- **What the exercise asks**
Set down the methods passage below on the mass spectrometry analysis of serum proteins from COVID‐19 patients, word for word and in full.

- **Quoted passage**
For characterization of exosomal proteins in the serum exosomes of COVID‐19 patients from Cohort #3, exosomal proteins were digested with trypsin and subjected to LC–MS/MS analyses by LTQ‐Orbitrap Fusion hybrid mass spectrometer. The peptide data were analyzed by MASCOT MS/MS Ions Search (Matrix Science) under the following condition: peptide mass tolerance, 20 ppm; fragment MS/MS tolerance, 1.2 Da; allow up to two missed cleavage; peptide charge, 2⁺, 3⁺, and 4⁺. Serum exosomal proteins identified from COVID‐19 patients and healthy controls are listed in Dataset EV1.

For analyzing mass data of serum samples from 21 healthy controls, 24 mild COVID‐19 patients, and 20 severe COVID‐19 patients (Cohort #4; Shen et al, 2020), 320 mass spectrometry raw data (320 files in total) were downloaded from ProteomeXchange Consortium (https://www.iprox.org/; project ID IPX0002106000). Every 40 of 320 raw data were consolidated into eight individual experiment batches by Mascot Distiller. Peptide data of individual batches were analyzed by MASCOT MS/MS Ions Search (Matrix Science) under the following condition: quantitation, TMTpro 16plex; peptide mass tolerance, 40 ppm; fragment mass MS/MS tolerance, 1.2 Da; max missed cleavages, 2; peptide charge, 2⁺, 3⁺, and 4⁺.

Immunoprecipitation, immunoblotting analysis, in situ proximity ligation assay (PLA), and in vitro kinase assay

These experiments were performed as described previously (Chuang et al, 2018, 2019a).

- **Information**
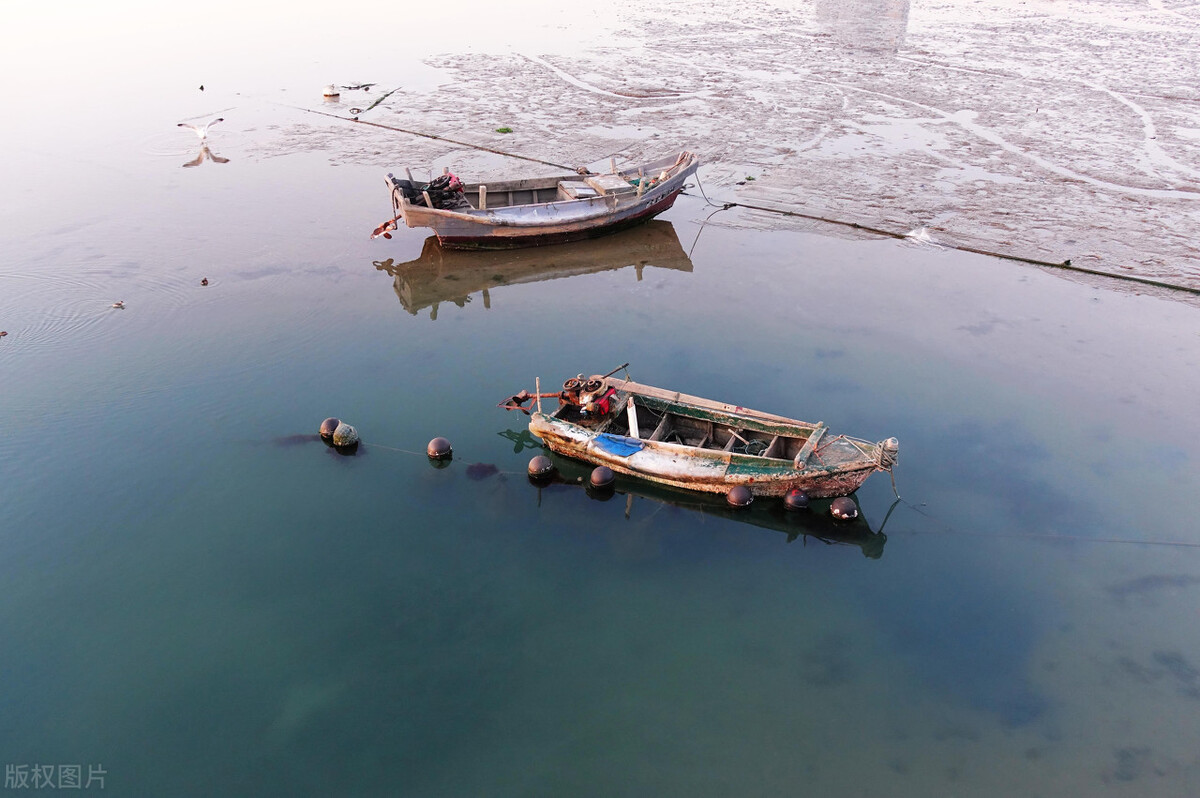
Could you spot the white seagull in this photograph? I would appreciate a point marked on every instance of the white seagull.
(202, 130)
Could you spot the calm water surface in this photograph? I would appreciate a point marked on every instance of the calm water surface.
(202, 599)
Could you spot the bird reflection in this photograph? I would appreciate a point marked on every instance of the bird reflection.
(205, 154)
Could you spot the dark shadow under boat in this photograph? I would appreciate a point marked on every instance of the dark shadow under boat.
(443, 275)
(814, 525)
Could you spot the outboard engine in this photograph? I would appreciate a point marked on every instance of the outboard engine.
(445, 192)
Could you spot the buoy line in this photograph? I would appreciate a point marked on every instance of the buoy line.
(892, 234)
(435, 137)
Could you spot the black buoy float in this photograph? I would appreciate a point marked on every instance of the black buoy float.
(844, 509)
(346, 437)
(541, 468)
(328, 427)
(796, 499)
(439, 449)
(601, 478)
(739, 496)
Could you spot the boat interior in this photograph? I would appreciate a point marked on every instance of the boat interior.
(545, 190)
(508, 193)
(654, 424)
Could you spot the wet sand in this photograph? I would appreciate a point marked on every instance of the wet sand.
(1044, 131)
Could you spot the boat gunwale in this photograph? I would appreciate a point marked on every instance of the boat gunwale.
(606, 205)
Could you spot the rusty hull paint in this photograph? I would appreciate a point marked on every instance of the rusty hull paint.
(547, 222)
(603, 226)
(709, 471)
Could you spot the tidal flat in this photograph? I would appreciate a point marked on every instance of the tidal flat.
(198, 597)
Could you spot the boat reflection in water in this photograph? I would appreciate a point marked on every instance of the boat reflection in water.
(454, 276)
(814, 525)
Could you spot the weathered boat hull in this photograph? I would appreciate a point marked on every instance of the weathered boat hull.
(837, 467)
(511, 238)
(676, 467)
(538, 211)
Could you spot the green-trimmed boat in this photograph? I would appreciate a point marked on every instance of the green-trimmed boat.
(693, 443)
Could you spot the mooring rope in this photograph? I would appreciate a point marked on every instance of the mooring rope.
(1066, 264)
(437, 138)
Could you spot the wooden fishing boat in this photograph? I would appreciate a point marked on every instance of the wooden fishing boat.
(537, 211)
(693, 443)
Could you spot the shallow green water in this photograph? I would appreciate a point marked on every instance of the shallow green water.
(205, 600)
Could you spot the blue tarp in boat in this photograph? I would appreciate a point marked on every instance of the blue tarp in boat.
(618, 445)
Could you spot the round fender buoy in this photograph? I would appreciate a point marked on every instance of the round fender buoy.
(439, 449)
(541, 468)
(739, 496)
(796, 499)
(601, 477)
(345, 436)
(844, 509)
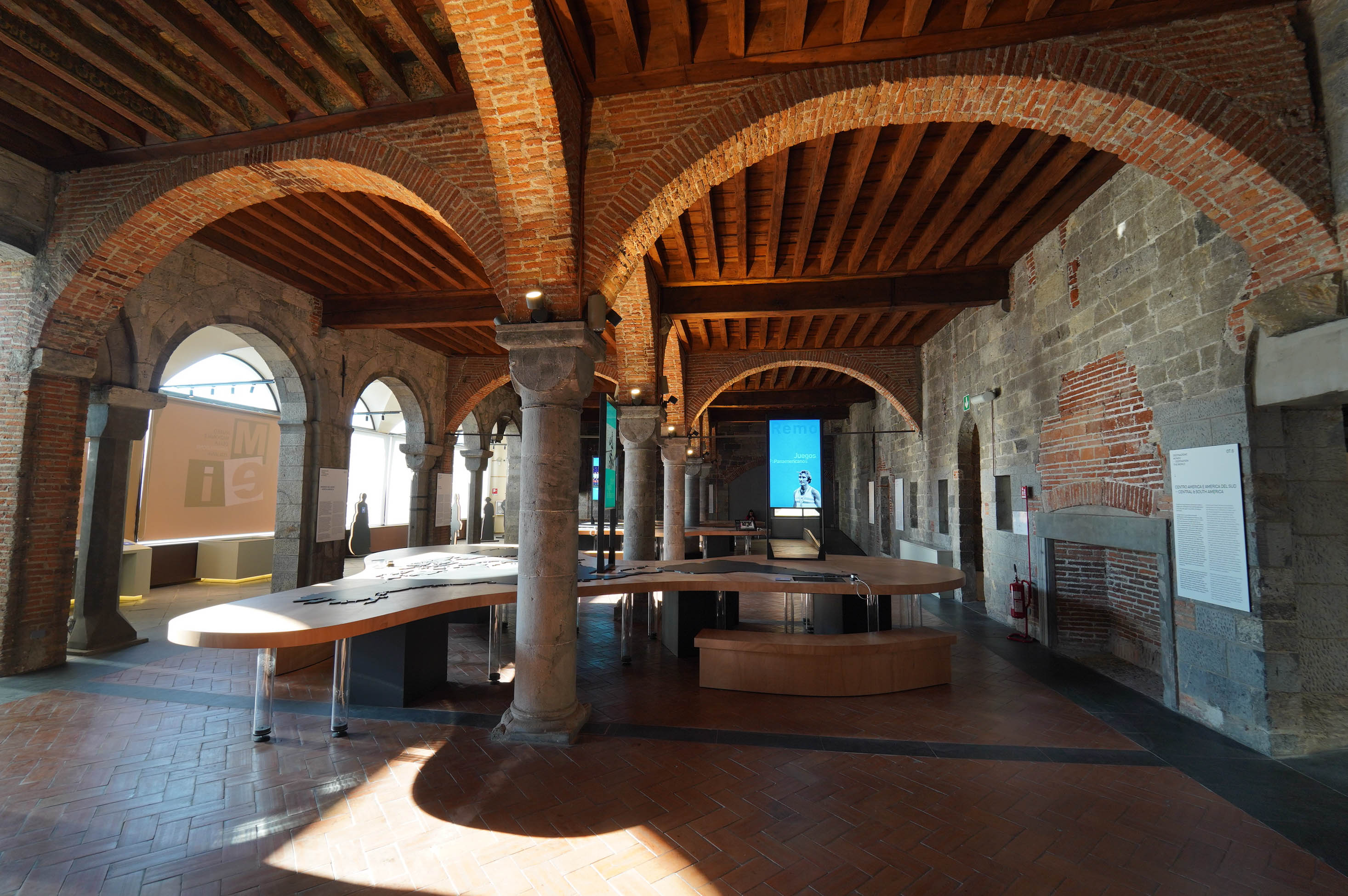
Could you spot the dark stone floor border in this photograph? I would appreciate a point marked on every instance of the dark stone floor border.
(1304, 800)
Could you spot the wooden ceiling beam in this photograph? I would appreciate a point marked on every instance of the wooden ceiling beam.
(894, 171)
(250, 255)
(68, 97)
(920, 45)
(146, 91)
(683, 26)
(933, 176)
(736, 30)
(577, 35)
(825, 297)
(975, 12)
(858, 164)
(212, 54)
(795, 25)
(428, 271)
(434, 235)
(708, 228)
(882, 335)
(756, 397)
(1025, 159)
(915, 17)
(626, 33)
(1047, 180)
(399, 310)
(50, 113)
(265, 51)
(813, 193)
(308, 44)
(781, 169)
(312, 238)
(1090, 178)
(40, 49)
(740, 200)
(1037, 10)
(408, 23)
(931, 325)
(854, 19)
(994, 147)
(359, 34)
(145, 45)
(846, 329)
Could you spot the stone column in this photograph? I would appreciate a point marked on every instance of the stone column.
(552, 367)
(638, 426)
(421, 516)
(513, 491)
(118, 417)
(476, 463)
(692, 500)
(674, 452)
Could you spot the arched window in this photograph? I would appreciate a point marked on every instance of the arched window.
(224, 379)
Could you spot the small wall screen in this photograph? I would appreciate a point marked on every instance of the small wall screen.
(795, 471)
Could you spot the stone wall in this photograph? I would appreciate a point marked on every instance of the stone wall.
(1123, 343)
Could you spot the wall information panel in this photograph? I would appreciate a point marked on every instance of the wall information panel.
(1210, 527)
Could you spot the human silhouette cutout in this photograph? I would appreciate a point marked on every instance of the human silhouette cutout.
(359, 544)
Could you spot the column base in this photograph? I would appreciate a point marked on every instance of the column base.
(96, 651)
(558, 732)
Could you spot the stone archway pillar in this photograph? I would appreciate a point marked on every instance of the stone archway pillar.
(674, 453)
(638, 426)
(513, 452)
(421, 518)
(552, 367)
(475, 460)
(118, 417)
(692, 500)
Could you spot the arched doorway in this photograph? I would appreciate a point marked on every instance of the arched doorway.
(970, 496)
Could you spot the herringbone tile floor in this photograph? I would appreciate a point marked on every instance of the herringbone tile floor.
(116, 795)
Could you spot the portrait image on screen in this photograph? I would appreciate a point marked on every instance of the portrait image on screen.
(795, 469)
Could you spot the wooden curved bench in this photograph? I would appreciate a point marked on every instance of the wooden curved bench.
(824, 665)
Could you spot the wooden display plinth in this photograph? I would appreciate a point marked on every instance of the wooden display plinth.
(824, 665)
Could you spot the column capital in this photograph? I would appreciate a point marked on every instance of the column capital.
(552, 364)
(421, 457)
(674, 450)
(475, 459)
(639, 425)
(123, 397)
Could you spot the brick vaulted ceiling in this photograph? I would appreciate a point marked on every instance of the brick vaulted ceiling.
(620, 46)
(869, 238)
(97, 81)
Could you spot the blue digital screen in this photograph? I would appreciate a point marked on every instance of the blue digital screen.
(795, 469)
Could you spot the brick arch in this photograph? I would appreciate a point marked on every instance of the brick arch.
(1120, 496)
(1265, 187)
(484, 376)
(405, 387)
(532, 115)
(110, 258)
(715, 383)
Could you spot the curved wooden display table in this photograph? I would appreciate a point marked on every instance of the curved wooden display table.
(824, 665)
(397, 608)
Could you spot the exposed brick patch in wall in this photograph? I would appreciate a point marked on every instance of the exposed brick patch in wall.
(1122, 496)
(635, 336)
(1263, 184)
(893, 372)
(1109, 600)
(1100, 449)
(161, 209)
(507, 64)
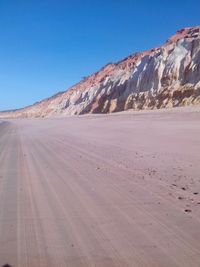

- **Solution to this task**
For characterization of exosomal proteins in the serum exosomes of COVID‐19 patients from Cohort #3, exosomal proteins were digested with trypsin and subjected to LC–MS/MS analyses by LTQ‐Orbitrap Fusion hybrid mass spectrometer. The peptide data were analyzed by MASCOT MS/MS Ions Search (Matrix Science) under the following condition: peptide mass tolerance, 20 ppm; fragment MS/MS tolerance, 1.2 Da; allow up to two missed cleavage; peptide charge, 2⁺, 3⁺, and 4⁺. Serum exosomal proteins identified from COVID‐19 patients and healthy controls are listed in Dataset EV1.

For analyzing mass data of serum samples from 21 healthy controls, 24 mild COVID‐19 patients, and 20 severe COVID‐19 patients (Cohort #4; Shen et al, 2020), 320 mass spectrometry raw data (320 files in total) were downloaded from ProteomeXchange Consortium (https://www.iprox.org/; project ID IPX0002106000). Every 40 of 320 raw data were consolidated into eight individual experiment batches by Mascot Distiller. Peptide data of individual batches were analyzed by MASCOT MS/MS Ions Search (Matrix Science) under the following condition: quantitation, TMTpro 16plex; peptide mass tolerance, 40 ppm; fragment mass MS/MS tolerance, 1.2 Da; max missed cleavages, 2; peptide charge, 2⁺, 3⁺, and 4⁺.

Immunoprecipitation, immunoblotting analysis, in situ proximity ligation assay (PLA), and in vitro kinase assay

These experiments were performed as described previously (Chuang et al, 2018, 2019a).